───── DATA SUPPLIED ─────

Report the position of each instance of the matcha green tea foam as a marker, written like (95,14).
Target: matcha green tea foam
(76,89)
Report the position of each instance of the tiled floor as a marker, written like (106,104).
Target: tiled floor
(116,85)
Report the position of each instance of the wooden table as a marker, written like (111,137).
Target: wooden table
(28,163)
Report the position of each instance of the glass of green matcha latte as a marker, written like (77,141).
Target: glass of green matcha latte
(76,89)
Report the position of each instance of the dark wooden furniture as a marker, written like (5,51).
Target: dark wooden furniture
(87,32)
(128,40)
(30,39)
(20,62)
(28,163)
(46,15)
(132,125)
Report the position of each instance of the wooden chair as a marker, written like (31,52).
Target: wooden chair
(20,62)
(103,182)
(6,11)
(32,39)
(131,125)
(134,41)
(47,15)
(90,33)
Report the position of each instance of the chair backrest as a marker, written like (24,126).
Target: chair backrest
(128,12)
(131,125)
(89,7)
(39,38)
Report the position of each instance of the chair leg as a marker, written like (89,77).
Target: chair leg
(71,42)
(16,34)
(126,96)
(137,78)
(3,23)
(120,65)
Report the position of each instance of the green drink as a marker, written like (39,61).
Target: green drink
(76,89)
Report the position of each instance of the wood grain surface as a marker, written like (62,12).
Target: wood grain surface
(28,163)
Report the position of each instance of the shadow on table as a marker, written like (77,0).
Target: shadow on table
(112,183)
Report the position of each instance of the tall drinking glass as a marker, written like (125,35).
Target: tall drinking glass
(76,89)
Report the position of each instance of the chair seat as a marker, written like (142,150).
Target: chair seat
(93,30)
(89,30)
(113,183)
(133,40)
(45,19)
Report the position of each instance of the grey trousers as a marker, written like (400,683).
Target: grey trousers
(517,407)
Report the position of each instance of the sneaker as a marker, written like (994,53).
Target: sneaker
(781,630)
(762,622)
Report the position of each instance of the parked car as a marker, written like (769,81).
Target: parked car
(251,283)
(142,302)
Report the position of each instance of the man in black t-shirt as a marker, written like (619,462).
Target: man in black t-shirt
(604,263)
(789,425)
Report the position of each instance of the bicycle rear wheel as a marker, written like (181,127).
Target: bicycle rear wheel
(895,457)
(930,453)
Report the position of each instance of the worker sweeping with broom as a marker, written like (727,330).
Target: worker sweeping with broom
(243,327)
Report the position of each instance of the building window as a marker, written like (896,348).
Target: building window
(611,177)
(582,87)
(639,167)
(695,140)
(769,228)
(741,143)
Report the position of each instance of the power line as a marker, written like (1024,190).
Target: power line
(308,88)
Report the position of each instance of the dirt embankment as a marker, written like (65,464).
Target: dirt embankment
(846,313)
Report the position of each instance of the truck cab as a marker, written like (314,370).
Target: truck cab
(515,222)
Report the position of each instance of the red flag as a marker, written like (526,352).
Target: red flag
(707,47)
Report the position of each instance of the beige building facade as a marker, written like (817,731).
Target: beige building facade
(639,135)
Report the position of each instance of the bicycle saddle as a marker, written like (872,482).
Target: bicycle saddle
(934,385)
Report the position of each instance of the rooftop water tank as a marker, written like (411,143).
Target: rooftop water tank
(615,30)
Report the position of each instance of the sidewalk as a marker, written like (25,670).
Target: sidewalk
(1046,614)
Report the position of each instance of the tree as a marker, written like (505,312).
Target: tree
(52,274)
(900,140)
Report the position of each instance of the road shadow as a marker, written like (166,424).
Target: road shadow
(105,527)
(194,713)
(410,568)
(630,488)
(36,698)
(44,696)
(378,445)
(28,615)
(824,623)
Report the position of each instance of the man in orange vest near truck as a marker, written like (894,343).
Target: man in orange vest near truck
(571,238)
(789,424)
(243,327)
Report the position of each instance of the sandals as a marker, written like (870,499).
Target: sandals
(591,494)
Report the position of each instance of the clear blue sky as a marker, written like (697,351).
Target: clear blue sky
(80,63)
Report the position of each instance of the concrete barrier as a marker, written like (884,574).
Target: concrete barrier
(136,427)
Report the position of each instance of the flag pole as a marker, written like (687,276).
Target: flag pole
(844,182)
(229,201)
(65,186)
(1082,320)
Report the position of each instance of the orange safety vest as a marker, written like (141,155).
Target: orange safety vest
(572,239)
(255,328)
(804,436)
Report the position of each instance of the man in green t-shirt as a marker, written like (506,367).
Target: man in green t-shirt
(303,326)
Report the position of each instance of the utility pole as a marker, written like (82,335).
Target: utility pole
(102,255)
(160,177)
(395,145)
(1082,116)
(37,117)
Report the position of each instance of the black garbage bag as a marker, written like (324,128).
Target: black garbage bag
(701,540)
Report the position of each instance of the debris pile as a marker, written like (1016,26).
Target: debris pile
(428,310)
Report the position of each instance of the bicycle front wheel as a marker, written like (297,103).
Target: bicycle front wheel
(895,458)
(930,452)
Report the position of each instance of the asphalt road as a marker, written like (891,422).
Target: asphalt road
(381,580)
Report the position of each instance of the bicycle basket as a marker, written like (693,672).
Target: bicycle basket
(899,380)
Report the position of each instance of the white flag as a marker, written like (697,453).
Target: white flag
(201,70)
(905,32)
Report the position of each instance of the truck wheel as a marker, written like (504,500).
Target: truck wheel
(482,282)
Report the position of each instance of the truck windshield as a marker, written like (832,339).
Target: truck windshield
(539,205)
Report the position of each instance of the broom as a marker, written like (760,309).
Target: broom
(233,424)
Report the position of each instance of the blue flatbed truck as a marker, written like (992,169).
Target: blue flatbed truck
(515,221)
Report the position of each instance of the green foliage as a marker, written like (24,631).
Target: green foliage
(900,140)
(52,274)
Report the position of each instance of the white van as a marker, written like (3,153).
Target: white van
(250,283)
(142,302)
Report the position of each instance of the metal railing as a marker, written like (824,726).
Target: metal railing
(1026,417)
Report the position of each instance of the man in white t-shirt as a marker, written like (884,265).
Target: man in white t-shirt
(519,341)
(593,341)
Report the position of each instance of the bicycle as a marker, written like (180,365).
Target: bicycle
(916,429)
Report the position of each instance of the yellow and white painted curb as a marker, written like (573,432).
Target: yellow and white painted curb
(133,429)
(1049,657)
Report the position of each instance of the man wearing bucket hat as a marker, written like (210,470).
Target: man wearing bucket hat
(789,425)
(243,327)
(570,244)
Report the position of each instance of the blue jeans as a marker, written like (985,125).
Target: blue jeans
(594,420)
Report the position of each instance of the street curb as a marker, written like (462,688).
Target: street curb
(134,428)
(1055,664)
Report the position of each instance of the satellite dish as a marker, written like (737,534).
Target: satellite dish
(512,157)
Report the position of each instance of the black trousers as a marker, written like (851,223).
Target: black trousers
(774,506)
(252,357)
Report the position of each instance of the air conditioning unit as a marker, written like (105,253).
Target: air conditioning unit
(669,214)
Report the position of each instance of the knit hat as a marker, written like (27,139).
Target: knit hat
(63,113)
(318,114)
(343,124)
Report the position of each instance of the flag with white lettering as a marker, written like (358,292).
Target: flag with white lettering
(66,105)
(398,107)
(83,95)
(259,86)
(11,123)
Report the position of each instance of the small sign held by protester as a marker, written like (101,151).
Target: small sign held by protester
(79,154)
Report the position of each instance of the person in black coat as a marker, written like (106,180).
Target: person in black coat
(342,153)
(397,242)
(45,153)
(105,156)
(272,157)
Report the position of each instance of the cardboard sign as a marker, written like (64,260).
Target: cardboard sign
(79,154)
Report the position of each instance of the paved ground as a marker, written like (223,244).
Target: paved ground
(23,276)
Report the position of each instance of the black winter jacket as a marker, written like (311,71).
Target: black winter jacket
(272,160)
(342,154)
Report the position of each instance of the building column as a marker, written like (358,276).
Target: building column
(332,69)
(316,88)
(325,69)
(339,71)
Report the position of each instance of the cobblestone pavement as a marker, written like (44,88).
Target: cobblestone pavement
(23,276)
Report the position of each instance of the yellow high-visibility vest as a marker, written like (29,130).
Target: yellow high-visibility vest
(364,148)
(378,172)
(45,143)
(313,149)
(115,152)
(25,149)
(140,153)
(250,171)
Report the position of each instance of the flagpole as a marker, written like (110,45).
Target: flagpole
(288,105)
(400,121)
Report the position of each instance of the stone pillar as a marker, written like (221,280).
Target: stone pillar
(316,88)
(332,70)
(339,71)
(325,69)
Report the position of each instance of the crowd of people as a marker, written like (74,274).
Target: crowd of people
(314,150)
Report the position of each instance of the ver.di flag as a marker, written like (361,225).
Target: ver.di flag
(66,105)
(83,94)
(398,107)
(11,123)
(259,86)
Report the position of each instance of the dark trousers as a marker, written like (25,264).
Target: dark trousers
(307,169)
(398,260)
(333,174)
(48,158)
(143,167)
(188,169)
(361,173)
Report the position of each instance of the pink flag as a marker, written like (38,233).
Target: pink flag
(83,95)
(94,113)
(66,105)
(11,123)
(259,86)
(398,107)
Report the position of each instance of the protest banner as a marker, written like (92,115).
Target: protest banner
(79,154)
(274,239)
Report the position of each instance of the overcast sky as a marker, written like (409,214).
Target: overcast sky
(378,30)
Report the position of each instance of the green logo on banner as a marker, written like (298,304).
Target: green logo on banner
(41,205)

─────

> [EXERCISE REQUIREMENTS]: Only the lines from the one with "Report the position of each instance of the black winter" through the end of the material are wanted; copy them exactly, both ends included.

> [SOLUTION TO THE EXERCISE]:
Report the position of each instance of the black winter jacket as a marker, written like (311,71).
Target: black winter jacket
(272,160)
(342,154)
Report the position of each instance of the building column as a marker, written like (358,276).
Target: building column
(332,69)
(316,88)
(325,69)
(339,71)
Report the position of each instance of the cobblestone pavement as a marker, written like (44,88).
Target: cobblestone pavement
(23,276)
Report the position of each instance of the yellow high-visibility vest as a marker, written like (29,130).
Target: yellow high-visibility vest
(364,148)
(378,172)
(45,143)
(313,149)
(115,152)
(25,149)
(140,153)
(250,171)
Report the position of each instance of the flagpole as a marker, written like (110,45).
Target: flagpole
(288,105)
(400,121)
Report the position of each instance of the stone pillar as a marker, written like (221,280).
Target: stone pillar
(316,88)
(332,70)
(339,71)
(325,69)
Report the position of each instance of the crowd of people as a marker, written like (74,274).
Target: crowd of people
(314,150)
Report the position of each instance of the ver.di flag as a marker, written like (361,225).
Target: ver.di flag
(66,105)
(83,94)
(398,107)
(11,123)
(259,86)
Report the position of each instance of the dark trousers as a marker, written like (25,264).
Target: dark trousers
(307,169)
(398,260)
(333,174)
(48,158)
(143,167)
(188,169)
(361,173)
Report the position of each instance of the pink flag as a marker, written like (38,233).
Target: pink flag
(83,95)
(94,113)
(66,105)
(11,123)
(259,86)
(398,107)
Report the position of each instance of the protest banner as a marker, written like (92,115).
Target: protest banner
(79,154)
(274,239)
Report the position of each instance of the overcast sky as a marker, written like (409,214).
Target: overcast sky
(378,30)
Report the position of each instance of the green logo on banner as a marker, written like (298,304).
Target: green logo on banner
(41,205)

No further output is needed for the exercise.